● **REQUIRED TASK**: Reproduce the records below exactly as they appear.

● **PROVIDED MATERIAL**:
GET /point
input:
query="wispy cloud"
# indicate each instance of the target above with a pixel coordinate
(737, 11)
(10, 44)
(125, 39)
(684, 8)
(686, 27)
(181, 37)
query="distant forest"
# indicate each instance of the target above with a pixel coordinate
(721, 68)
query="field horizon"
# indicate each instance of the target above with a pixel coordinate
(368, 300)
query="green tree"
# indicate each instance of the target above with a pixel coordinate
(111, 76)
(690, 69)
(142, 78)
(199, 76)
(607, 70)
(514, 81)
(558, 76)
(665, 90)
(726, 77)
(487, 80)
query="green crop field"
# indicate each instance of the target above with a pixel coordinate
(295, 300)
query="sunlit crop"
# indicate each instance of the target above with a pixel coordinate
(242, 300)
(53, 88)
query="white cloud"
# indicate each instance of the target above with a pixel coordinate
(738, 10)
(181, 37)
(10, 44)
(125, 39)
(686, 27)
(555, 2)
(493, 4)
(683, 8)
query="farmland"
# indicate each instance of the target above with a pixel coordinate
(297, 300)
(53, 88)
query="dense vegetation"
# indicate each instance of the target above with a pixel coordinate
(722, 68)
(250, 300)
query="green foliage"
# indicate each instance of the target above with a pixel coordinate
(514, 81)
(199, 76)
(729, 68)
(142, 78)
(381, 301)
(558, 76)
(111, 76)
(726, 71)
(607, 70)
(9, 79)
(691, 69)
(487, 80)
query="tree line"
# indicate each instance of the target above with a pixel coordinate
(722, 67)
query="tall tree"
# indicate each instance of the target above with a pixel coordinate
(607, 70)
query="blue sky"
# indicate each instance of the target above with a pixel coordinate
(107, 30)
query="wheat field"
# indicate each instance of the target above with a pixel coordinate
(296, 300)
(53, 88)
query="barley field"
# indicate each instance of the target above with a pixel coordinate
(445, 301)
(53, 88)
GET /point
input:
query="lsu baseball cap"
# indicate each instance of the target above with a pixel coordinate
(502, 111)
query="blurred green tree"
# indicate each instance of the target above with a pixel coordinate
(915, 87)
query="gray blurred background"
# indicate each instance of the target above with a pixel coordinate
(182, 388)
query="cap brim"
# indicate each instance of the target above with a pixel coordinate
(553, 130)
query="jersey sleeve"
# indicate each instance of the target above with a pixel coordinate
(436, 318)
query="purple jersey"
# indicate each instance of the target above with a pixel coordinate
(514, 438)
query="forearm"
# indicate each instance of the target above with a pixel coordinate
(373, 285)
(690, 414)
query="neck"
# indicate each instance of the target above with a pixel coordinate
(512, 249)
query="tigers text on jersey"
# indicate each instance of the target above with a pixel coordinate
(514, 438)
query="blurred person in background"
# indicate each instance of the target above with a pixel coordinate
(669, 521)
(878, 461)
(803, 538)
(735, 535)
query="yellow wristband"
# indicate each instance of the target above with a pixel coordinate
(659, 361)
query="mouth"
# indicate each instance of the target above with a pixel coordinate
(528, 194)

● **OUTPUT BELOW**:
GET /point
input:
query="wispy cloud"
# indicate each instance of the target above with a pixel coordinate
(737, 11)
(10, 44)
(125, 39)
(684, 8)
(686, 27)
(181, 37)
query="distant forest"
# indicate each instance of the target above with a pixel coordinate
(721, 68)
query="field horizon"
# indicate each instance of the target above with a pixel coordinate
(368, 300)
query="green tree"
# indicate each instance of the target above with a pixel coordinate
(111, 76)
(690, 69)
(142, 78)
(199, 76)
(607, 70)
(514, 81)
(558, 76)
(665, 90)
(726, 77)
(487, 80)
query="green crop field"
# indicate each instance of the target above with a pixel coordinate
(295, 300)
query="sunlit crop"
# indicate each instance of the target above with a pixel coordinate
(242, 300)
(53, 88)
query="white cloud"
# indicate each instance of the target above with a pixel coordinate
(738, 10)
(181, 37)
(10, 44)
(125, 39)
(686, 27)
(555, 2)
(493, 4)
(683, 8)
query="farmland"
# indicate each instance of the target above with a pixel coordinate
(297, 300)
(53, 88)
query="dense vegetation"
# indicate each instance of the target above with a pixel coordinate
(722, 68)
(250, 300)
query="green foliage"
# indicate each instance of the target above with a pixel coordinate
(514, 81)
(199, 76)
(729, 68)
(142, 78)
(381, 301)
(558, 76)
(111, 76)
(726, 71)
(607, 70)
(9, 79)
(691, 69)
(487, 80)
query="tree line"
# indicate each instance of the target above with a pixel coordinate
(722, 67)
query="tall tree"
# indicate each instance of the target above with a pixel coordinate
(607, 70)
query="blue sky"
# indicate each instance of the target above with a pixel coordinate
(107, 30)
query="wheat field"
# indicate each instance of the target above with a pixel coordinate
(296, 300)
(53, 88)
query="barley field"
# indicate each instance of the target above with a pixel coordinate
(445, 301)
(53, 88)
GET /point
input:
query="lsu baseball cap"
# indicate each instance of the target above with a pixel coordinate
(502, 111)
query="blurred green tree"
# indicate each instance of the target above with a pixel coordinate
(915, 87)
query="gray blurred background"
# indicate each instance of the target above with a pixel coordinate
(182, 388)
query="cap brim"
# indicate each instance of the target above with a pixel coordinate
(553, 130)
query="jersey sleeve"
# indicate each instance of the target above with a pixel coordinate
(436, 318)
query="purple jersey"
# indicate each instance of the target above with a pixel coordinate
(514, 438)
query="forearm"
# indicate each instance of the target above with a pixel coordinate
(373, 285)
(690, 414)
query="neck"
# indicate each instance of the target above with a pixel coordinate
(512, 249)
query="tigers text on jersey"
# indicate each instance of the target above with a pixel coordinate
(514, 438)
query="blurred person in background"
# indicate each instance of the target above with a pixel coordinate
(669, 521)
(878, 461)
(803, 538)
(735, 535)
query="yellow wristband"
# indicate each instance of the target above with a pixel coordinate
(659, 361)
query="mouth"
# indicate each instance of the target above with a pixel coordinate
(528, 194)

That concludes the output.